> **Document text**:

# couple looking to move to cyprus for a year



## shlimon (Sep 6, 2012)

me and my girlfriend are looking to move to cyprus for a year, how do we go about getting a visa to stay for a year and to work as we are looking for employment before we move, also what requirements are needed for us to do this, and does a criminal record effect anything????


----------



## Veronica (Apr 5, 2008)

If you are a British citizen you don't need a visa but you will have to give proof of income to get a residency permit. I would imagine that if your criminal record was discovered it might affect things negatively after all, no country wants to import crime.


----------



## RenAhoy (Jun 25, 2013)

Veronica said:


> If you are a British citizen you don't need a visa but you will have to give proof of income to get a residency permit. I would imagine that if your criminal record was discovered it might affect things negatively after all, no country wants to import crime.


This is helpful.  We're moving over too and wondered about becoming a resident. Is that all we need proof of?


----------



## AJC1976 (Jul 18, 2013)

This was also helpful for me although I am in slightly different circumstances (and no criminal record).

I have had a holiday property in Cyprus since last year (long term rental) but am now looking to move over on a more permanent basis and bring my girlfriend with me. I work in the middle east and as such will not be seeking any employment on the Island (just enjoying it on my time off). My girlfriend will also not be seeking any employment whilst living here either as my wages cover our lifestyle and bills etc.

> **Problem A**:
Decide whether each statement agrees with the thread on moving to Cyprus. Answer yes or no for each, quoting the words of the thread that decide it. (i) Veronica says a British citizen needs a visa to live in Cyprus. (ii) AJC1976 works in the Middle East. (iii) AJC1976's girlfriend plans to look for work on the island.
> **Problem B**:
Reproduce the part of the Cyprus thread between "## RenAhoy (Jun" and "need proof of?", inclusive.

> **Data**:

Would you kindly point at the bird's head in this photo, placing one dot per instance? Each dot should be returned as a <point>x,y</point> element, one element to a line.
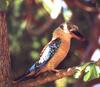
<point>72,30</point>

> **Full answer A**:
(i) No: "If you are a British citizen you don't need a visa"
(ii) Yes: "I work in the middle east"
(iii) No: "My girlfriend will also not be seeking any employment whilst living here either"

> **Full answer B**:
## RenAhoy (Jun 25, 2013)

Veronica said:


> If you are a British citizen you don't need a visa but you will have to give proof of income to get a residency permit. I would imagine that if your criminal record was discovered it might affect things negatively after all, no country wants to import crime.


This is helpful.  We're moving over too and wondered about becoming a resident. Is that all we need proof of?